→ Exercise prompt: All records, exactly as written, minus the pictures: copy them out.

Point-per-instance localization data:
....
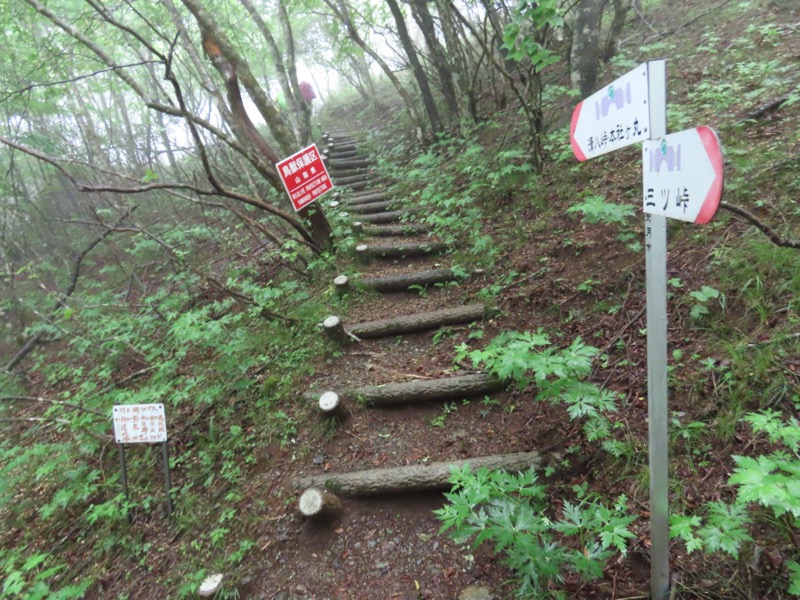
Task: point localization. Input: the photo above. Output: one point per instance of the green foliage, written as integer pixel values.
(37, 576)
(702, 296)
(513, 512)
(529, 358)
(595, 210)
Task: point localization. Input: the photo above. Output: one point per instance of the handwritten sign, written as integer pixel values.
(140, 424)
(615, 117)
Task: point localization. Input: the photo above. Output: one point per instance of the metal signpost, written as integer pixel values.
(682, 179)
(304, 176)
(142, 424)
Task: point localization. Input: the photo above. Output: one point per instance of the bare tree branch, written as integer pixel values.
(41, 400)
(775, 237)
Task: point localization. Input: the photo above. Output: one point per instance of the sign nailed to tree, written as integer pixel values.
(304, 177)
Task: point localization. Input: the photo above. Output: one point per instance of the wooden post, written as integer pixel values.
(341, 284)
(317, 503)
(334, 329)
(331, 405)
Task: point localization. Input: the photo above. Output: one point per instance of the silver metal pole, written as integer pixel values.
(656, 262)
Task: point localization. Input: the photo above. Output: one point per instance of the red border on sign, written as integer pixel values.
(576, 149)
(711, 203)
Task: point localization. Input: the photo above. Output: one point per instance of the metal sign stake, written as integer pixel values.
(124, 473)
(165, 457)
(656, 263)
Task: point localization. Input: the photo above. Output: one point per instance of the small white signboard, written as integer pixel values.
(612, 118)
(140, 424)
(682, 174)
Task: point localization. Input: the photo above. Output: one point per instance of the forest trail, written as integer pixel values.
(389, 400)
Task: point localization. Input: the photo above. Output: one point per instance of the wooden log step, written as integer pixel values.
(371, 207)
(412, 478)
(349, 172)
(387, 217)
(450, 388)
(368, 199)
(419, 321)
(403, 230)
(317, 503)
(349, 163)
(366, 176)
(337, 152)
(402, 281)
(401, 250)
(359, 185)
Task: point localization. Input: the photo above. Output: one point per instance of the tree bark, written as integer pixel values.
(387, 217)
(413, 478)
(426, 390)
(368, 198)
(403, 281)
(208, 26)
(439, 58)
(419, 73)
(406, 250)
(392, 230)
(370, 207)
(419, 322)
(585, 53)
(319, 504)
(342, 12)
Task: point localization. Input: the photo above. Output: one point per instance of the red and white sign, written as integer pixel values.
(140, 424)
(682, 175)
(304, 177)
(615, 117)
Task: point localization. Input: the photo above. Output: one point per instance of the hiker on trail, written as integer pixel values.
(307, 92)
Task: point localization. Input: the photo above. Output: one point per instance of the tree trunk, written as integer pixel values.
(403, 281)
(438, 57)
(342, 13)
(621, 8)
(208, 26)
(392, 230)
(584, 56)
(413, 478)
(419, 73)
(419, 322)
(405, 250)
(426, 390)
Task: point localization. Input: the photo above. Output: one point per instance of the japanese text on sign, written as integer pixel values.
(304, 177)
(140, 424)
(612, 118)
(682, 175)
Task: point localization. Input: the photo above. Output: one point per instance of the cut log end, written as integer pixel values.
(330, 404)
(341, 284)
(363, 254)
(317, 503)
(334, 329)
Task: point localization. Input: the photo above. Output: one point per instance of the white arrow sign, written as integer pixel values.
(682, 175)
(612, 118)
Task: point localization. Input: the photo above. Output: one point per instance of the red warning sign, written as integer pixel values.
(304, 177)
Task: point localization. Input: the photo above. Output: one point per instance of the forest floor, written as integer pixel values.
(556, 273)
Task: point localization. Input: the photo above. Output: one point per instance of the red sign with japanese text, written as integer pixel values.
(304, 177)
(140, 424)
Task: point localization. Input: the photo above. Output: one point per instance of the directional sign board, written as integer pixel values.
(140, 424)
(615, 117)
(304, 176)
(682, 175)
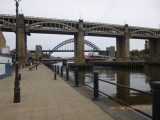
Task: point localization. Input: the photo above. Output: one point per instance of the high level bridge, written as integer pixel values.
(79, 29)
(67, 46)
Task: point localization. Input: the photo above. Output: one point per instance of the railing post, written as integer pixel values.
(156, 101)
(76, 77)
(67, 73)
(55, 68)
(61, 71)
(55, 76)
(58, 69)
(19, 77)
(96, 86)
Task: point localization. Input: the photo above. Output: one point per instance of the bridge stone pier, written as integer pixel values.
(154, 45)
(22, 39)
(79, 45)
(123, 47)
(2, 41)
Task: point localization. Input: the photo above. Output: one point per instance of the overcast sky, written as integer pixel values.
(144, 13)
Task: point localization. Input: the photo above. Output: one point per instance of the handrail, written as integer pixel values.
(133, 89)
(155, 93)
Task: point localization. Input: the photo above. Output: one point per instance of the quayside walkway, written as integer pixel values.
(43, 98)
....
→ Reply:
Task: point localization. Input: the photo above. Output: one point per instance of the green foliage, written as integer pixel values.
(37, 576)
(702, 296)
(513, 512)
(529, 358)
(595, 210)
Task: point localization. Input: the photo above. Output: one point per instance of the handwritten sign, written as integer pixel values.
(140, 424)
(615, 117)
Task: point localization. Input: the photo above. Output: one point per instance of the metal signpost, written as integer pixel values.
(682, 179)
(304, 176)
(142, 424)
Task: point localization. Input: the photo above. Output: one point per instance of the bare tree branch, written as integer pixel values.
(41, 400)
(775, 237)
Task: point localization. Input: the photo above. Output: one point per instance of the sign nailed to tree, written as integer pixel values.
(304, 177)
Task: point localization. Input: the photo above. Output: one point per instance of the wooden post, written as integer pixel values.
(341, 284)
(317, 503)
(334, 329)
(331, 405)
Task: point localization. Input: the photo above. Output: one point per instance of the silver metal pole, written as integer pixel values.
(656, 262)
Task: point localization. Input: the photo above. Output: one point per instance of the red border on sign, written as integer pixel values.
(576, 149)
(711, 203)
Task: point localization. Input: the photo above. Output: one point per instance of the metal sign stake, written as integer pixel values.
(124, 473)
(165, 457)
(656, 263)
Task: point localization. Input: the photo above. Output: one point per instance of the small white signboard, written as integer pixel values.
(612, 118)
(140, 424)
(682, 174)
Task: point localization. Input: the photo above. Output: one point per instance of the forest trail, written as integer pixel values.
(389, 400)
Task: point localization. Input: the photo above. Output: one point per instance of the wooden log step, written as integer pixel values.
(371, 207)
(412, 478)
(349, 172)
(387, 217)
(450, 388)
(368, 199)
(419, 321)
(403, 230)
(317, 503)
(349, 163)
(366, 176)
(337, 152)
(402, 281)
(401, 250)
(359, 185)
Task: point localization. Input: the photo above. Output: one point per instance of the tree bark, written as integer pixel values.
(387, 217)
(413, 478)
(426, 390)
(368, 198)
(403, 281)
(208, 26)
(439, 58)
(419, 73)
(406, 250)
(392, 230)
(370, 207)
(419, 322)
(585, 53)
(319, 504)
(342, 12)
Task: point localization. Input: the photo above. Output: one point per instance of the red and white sign, written as integer pixel values.
(140, 424)
(682, 175)
(304, 177)
(615, 117)
Task: point localization. Input: the photo above. Output: one point per instance of the hiker on trail, written as integer pixel values.
(307, 92)
Task: point localization. Input: the photo above. Output: one point per instance of the tree trunk, written as integer pixel values.
(403, 281)
(438, 57)
(342, 13)
(621, 8)
(208, 26)
(392, 230)
(584, 56)
(413, 478)
(419, 73)
(419, 322)
(405, 250)
(426, 390)
Task: point localization. Input: the photo above. Output: one point per instance of the japanese text on sign, written as integer pixel values.
(304, 177)
(140, 424)
(612, 118)
(682, 175)
Task: point localization. Input: the photo above. Output: one point per instance of the cut log end, written as integer pixel values.
(330, 404)
(341, 284)
(363, 254)
(317, 503)
(334, 329)
Task: point localization. Input: the photo above. Output: one point per instance of the white arrow sign, written as integer pixel values.
(682, 175)
(612, 118)
Task: point localization. Input: the photo above. Output: one point per instance of the red warning sign, written as integer pixel values.
(304, 177)
Task: point localization. Input: the photo above. Output: one point per instance of the forest floor, written as integer pixel values.
(556, 273)
Task: point localization. Input: the photo above. Output: one point per instance of the red sign with japanese text, written as integer pixel values.
(304, 177)
(140, 424)
Task: point localization. Input: the photo above. Output: one point per instance of the directional sign board, written as integer pixel values.
(140, 424)
(615, 117)
(304, 176)
(682, 175)
Task: point localization. Input: the photo above. Output: one point per instance of the high level bridge, written as integer pixel values.
(79, 29)
(67, 46)
Task: point localization. Input: the photo above. Output: one point per instance of the railing post, written as integer pixel values.
(156, 101)
(76, 77)
(67, 73)
(55, 68)
(61, 71)
(55, 76)
(58, 69)
(19, 77)
(96, 86)
Task: point localization. Input: the photo above. Output: one point per instance of the bridge stone pier, written as integer pixel values.
(154, 45)
(22, 39)
(79, 45)
(123, 47)
(2, 41)
Task: point localization. Input: the photo above. Output: one point per instance of the overcast sky, written as integer pixel values.
(144, 13)
Task: point localization. Input: the photo above. Output: one point per instance of the handrail, written as integer pixel values.
(133, 89)
(155, 93)
Task: point localization. Input: the photo above. Output: one point per instance of the quayside walkway, written as integer pixel values.
(43, 98)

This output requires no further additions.